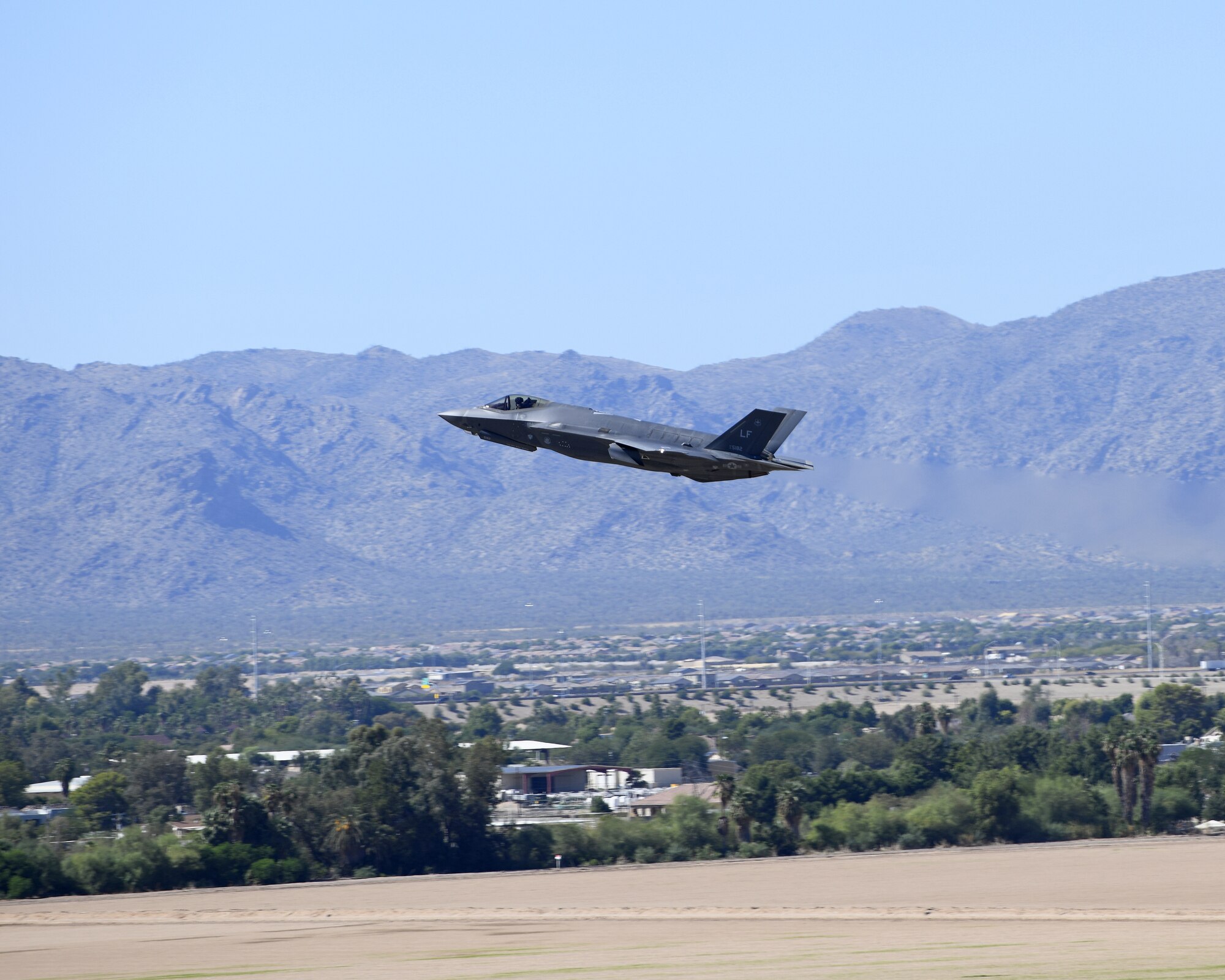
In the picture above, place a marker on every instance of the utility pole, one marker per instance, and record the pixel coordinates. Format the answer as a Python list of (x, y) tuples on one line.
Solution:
[(1148, 606), (255, 651), (701, 627)]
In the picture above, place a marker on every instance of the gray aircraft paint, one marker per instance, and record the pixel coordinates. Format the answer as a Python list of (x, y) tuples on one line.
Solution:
[(527, 423)]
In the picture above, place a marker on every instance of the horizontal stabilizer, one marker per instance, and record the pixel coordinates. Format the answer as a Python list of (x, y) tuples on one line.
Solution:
[(793, 418)]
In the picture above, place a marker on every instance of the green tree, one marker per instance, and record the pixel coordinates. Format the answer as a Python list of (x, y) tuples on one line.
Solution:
[(483, 721), (995, 796), (14, 780), (1147, 748), (791, 807), (156, 781), (1175, 711), (119, 693), (102, 799)]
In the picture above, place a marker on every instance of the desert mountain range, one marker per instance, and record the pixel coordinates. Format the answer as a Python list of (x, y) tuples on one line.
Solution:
[(1058, 460)]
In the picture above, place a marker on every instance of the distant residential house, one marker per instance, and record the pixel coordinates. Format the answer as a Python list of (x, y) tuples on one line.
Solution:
[(923, 657), (549, 780), (35, 814), (55, 788), (781, 677), (736, 680), (460, 689)]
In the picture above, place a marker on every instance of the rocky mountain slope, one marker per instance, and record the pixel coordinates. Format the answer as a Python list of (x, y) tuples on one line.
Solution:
[(1074, 449)]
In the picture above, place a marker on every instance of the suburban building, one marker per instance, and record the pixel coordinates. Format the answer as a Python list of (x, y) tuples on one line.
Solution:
[(548, 780), (656, 804)]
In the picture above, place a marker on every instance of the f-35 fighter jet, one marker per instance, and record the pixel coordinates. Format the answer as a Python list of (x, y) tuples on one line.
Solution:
[(527, 423)]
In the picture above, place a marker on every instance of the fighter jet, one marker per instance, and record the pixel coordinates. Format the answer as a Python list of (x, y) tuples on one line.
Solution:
[(527, 423)]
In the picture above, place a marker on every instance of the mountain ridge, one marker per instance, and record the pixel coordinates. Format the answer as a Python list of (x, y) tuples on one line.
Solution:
[(302, 480)]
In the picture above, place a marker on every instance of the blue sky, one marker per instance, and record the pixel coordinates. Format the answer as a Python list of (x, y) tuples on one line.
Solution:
[(672, 183)]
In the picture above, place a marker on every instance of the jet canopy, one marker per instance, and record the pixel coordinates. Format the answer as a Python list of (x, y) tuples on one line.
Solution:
[(516, 404)]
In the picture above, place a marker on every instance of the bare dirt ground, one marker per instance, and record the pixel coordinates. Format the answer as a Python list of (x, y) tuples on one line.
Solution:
[(1108, 911)]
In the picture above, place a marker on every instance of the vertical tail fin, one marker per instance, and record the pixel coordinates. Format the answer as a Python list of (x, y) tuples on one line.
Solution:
[(753, 434)]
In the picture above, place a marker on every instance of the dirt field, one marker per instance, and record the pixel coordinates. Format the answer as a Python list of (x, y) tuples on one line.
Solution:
[(1101, 910)]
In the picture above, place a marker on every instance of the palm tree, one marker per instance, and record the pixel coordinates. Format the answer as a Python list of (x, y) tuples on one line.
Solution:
[(232, 805), (347, 841), (1129, 759), (1113, 747), (1147, 748), (66, 772), (742, 815), (726, 787), (791, 808)]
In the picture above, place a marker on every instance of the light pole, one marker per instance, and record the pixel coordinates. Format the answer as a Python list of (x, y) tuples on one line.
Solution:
[(880, 666), (1148, 606), (255, 652), (701, 627)]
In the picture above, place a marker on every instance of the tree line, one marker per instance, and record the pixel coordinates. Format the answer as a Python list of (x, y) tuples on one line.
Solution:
[(404, 797)]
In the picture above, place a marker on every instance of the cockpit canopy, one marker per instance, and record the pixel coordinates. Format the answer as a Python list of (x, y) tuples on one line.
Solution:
[(516, 404)]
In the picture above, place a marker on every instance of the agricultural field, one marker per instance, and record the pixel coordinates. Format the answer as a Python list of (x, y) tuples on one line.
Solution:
[(1104, 910)]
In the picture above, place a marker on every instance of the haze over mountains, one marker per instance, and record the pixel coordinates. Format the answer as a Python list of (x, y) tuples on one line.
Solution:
○ ○ ○
> **Written task**
Skip the pictures and print each record exactly as it stands.

> **Solution for this exercise**
In the picture above, place a marker on every instance of the utility pole, one marker per instance, and record the pixel coordinates. Format the answer as a Python list of (x, y) tuples on one line.
Solution:
[(1148, 606), (255, 651), (701, 627)]
In the picture above, place a marker on every instance of the gray aircraft paint, one marker per instance, and record the pixel coordinates. Format the answer as a Python list of (x, y) tuples on one line.
Solution:
[(527, 423)]
In the picture above, place a marker on every instance of the horizontal stabilizer, one marker per instance, and record the pixel coordinates. Format the answer as a Python list of (x, y) tuples on one line.
Solution:
[(793, 418)]
In the picture above, place a marker on every instance of the green tree, one marker per instance, and record the pixel coordinates. Format the answer as a Python list of (x, y) tuples on one line.
Solution:
[(483, 721), (995, 796), (14, 780), (1147, 748), (791, 807), (156, 781), (1175, 711), (119, 693), (102, 799)]
In the picture above, place a marker on every instance of the desert mountain range, one marker per instance, and record the pixel coordinates. Format the answer as a Python list of (x, y) tuples on one line.
Solution:
[(1058, 460)]
In the picture above, place a marker on every instance of the distant residential house, one marker per instance, and record the pixel coordinates. Format the answer as a Python list of (x, y) tuples on one line.
Solution:
[(923, 657), (549, 780), (35, 814), (55, 788), (781, 677), (736, 680), (460, 689)]
In the picture above, place a marker on every instance of the rocky mountain slope, one marker per instance, and record the pixel coordinates. Format the answer as a Python list of (x, y) tuples on one line.
Solution:
[(1074, 449)]
In the picture above, place a marker on every instance of the suburban building, one marker per instance, and record the pixel coordinates. Format the answer as a Python list of (x, y) tuples on one line.
Solution:
[(548, 780), (656, 804)]
In the picture above, place a marker on every instance of the f-35 fighter jet, one marker per instance, and record the pixel coordinates. Format the answer as a Python list of (x, y) tuples on one line.
Solution:
[(527, 423)]
In the picture above, place a marker on every instance of the fighter jet, one marker per instance, and record the pixel coordinates. Format the answer as a Python list of (x, y) tuples on one line.
Solution:
[(527, 423)]
In the picture above, place a marker on every instance of the mountain ridge, one marker per instance, and record the pixel coordinates. Format the answer as a Python list of (x, y) tuples on one line.
Solution:
[(302, 480)]
In the picture above, place a marker on every instance of the blue sky, one marker per instance, and record the pixel coordinates. Format the answer as a Python list of (x, y) tuples on one line.
Solution:
[(672, 183)]
In the picture above, place a marker on every instance of the jet canopy, one marker per instance, and record the pixel coordinates. Format the answer as a Python list of (x, y) tuples on one line.
Solution:
[(516, 404)]
In the picture above, place a marker on every instance of the bare dirt ground, one marker per instance, and record the pixel coordinates. Format the answer as a Python list of (x, y) tuples on one line.
Solution:
[(1108, 911)]
In the picture above, place a marker on every instance of the vertical tail fin, one marker per instance, and record the pixel coordinates. Format the answer as a Python list of (x, y) tuples on one line.
Solution:
[(753, 434)]
In the picture above, place a marker on every instance of the dirt field, one marker per instance, and record the pixel coordinates. Format the answer as a Python list of (x, y) tuples on one line.
Solution:
[(1101, 910)]
In the picture above, place a marker on every instance of the palm tree, one marker per instance, and record the pixel coordinates. Format the answer as a Python list of (x, y) tuples on one line.
Solution:
[(232, 805), (347, 841), (1129, 759), (1113, 747), (1147, 748), (66, 772), (742, 815), (726, 787), (791, 808)]
In the picture above, place a marker on every instance of the light pole, one marker per instance, and record the pixel coordinates. Format the answer as a Python list of (x, y) tuples on one line.
Solution:
[(880, 666), (1148, 606), (255, 652), (701, 627)]
In the picture above, place a marker on every instance of the tree line, one marker per instance, and record the pixel coordinates. Format the answer as a Python list of (x, y) tuples on one line.
Solution:
[(404, 797)]
In the picture above, place a marker on every instance of the cockpit canopy, one marker per instance, and record the pixel coordinates. Format the answer as a Python list of (x, y) tuples on one line.
Solution:
[(516, 404)]
In the picture above, place a marker on every instance of the agricultural field, one marker per instance, and record the pixel coordinates. Format the answer as a Python list of (x, y) tuples on one line.
Solution:
[(1104, 910)]
In the picture above, place a marker on every instance of the haze over mountains, one marker per instance, and record the pixel coordinates. Format the answer as a Python list of (x, y) tuples on one line.
Solution:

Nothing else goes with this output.